* **Supplied passage**:

OpenSRE queries GitLab to retrieve recent commits, merge requests, failed pipelines, and file contents — helping trace which code change or deployment triggered an alert.
Prerequisites
- GitLab account (GitLab.com or self-hosted)
- Personal access token or group/project access token
Setup
Option 1: Interactive CLI
opensre integrations setup
Select GitLab when prompted and provide your access token.
Option 2: Environment variables
Add to your .env:
GITLAB_ACCESS_TOKEN=glpat-your-token
GITLAB_BASE_URL=https://gitlab.com/api/v4 # optional, for self-hosted
| Variable | Default | Description |
|---|
GITLAB_ACCESS_TOKEN | — | Required. GitLab personal or project access token |
GITLAB_BASE_URL | https://gitlab.com/api/v4 | Override for self-hosted GitLab |
Option 3: Persistent store
{
"version": 1,
"integrations": [
{
"id": "gitlab-prod",
"service": "gitlab",
"status": "active",
"credentials": {
"url": "https://gitlab.com/api/v4",
"access_token": "glpat-your-token"

(Excerpts from point annotation data)
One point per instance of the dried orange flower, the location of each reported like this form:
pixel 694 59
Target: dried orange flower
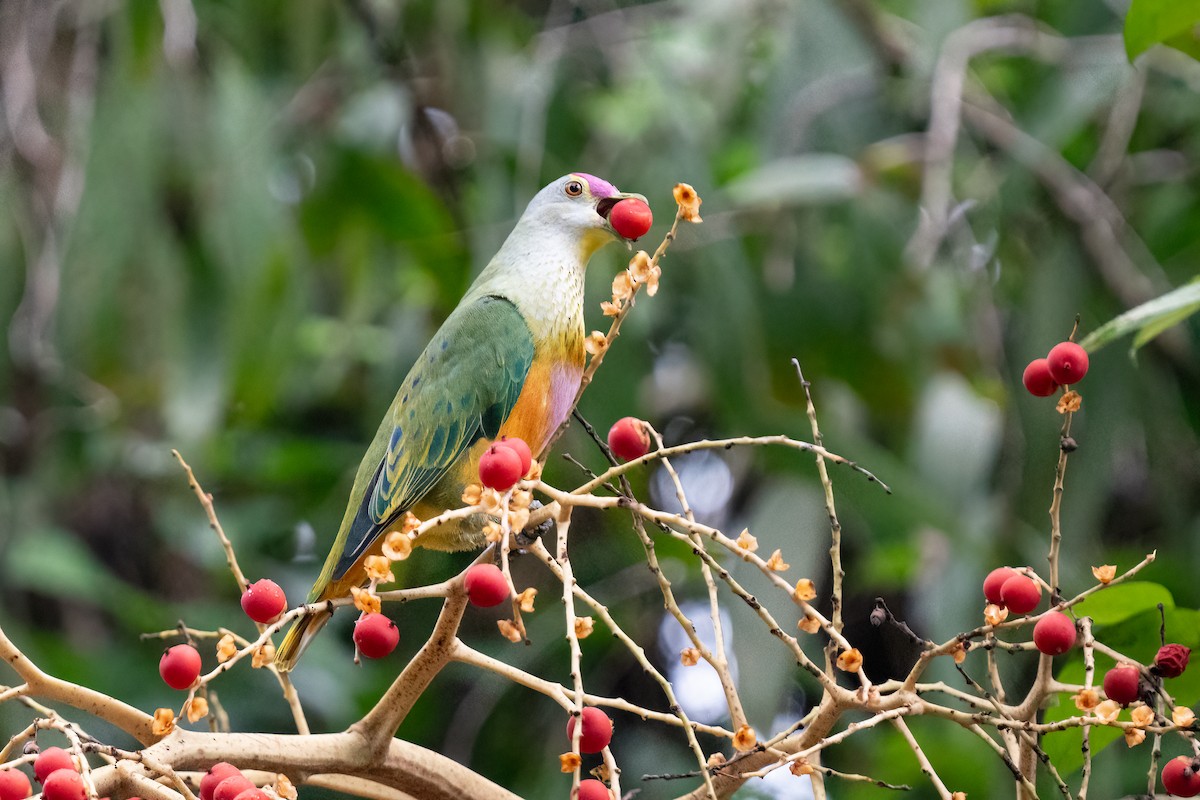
pixel 1143 716
pixel 622 286
pixel 777 561
pixel 801 768
pixel 595 343
pixel 745 738
pixel 1086 699
pixel 748 542
pixel 1107 711
pixel 994 614
pixel 285 788
pixel 163 722
pixel 397 546
pixel 688 202
pixel 264 656
pixel 525 600
pixel 509 631
pixel 1069 402
pixel 519 518
pixel 196 709
pixel 850 661
pixel 378 569
pixel 366 601
pixel 226 648
pixel 493 533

* **Short exercise**: Extend the OpenSRE GitLab setup guide from its last line.

* **Task result**:
}
}
]
}
Creating a personal access token
- In GitLab, go to User Settings → Access Tokens
- Click Add new token
- Enable the following scopes:
read_api, read_repository
- Set an expiry and click Create personal access token
- Copy the token
For self-hosted GitLab, set GITLAB_BASE_URL=https://gitlab.example.com/api/v4.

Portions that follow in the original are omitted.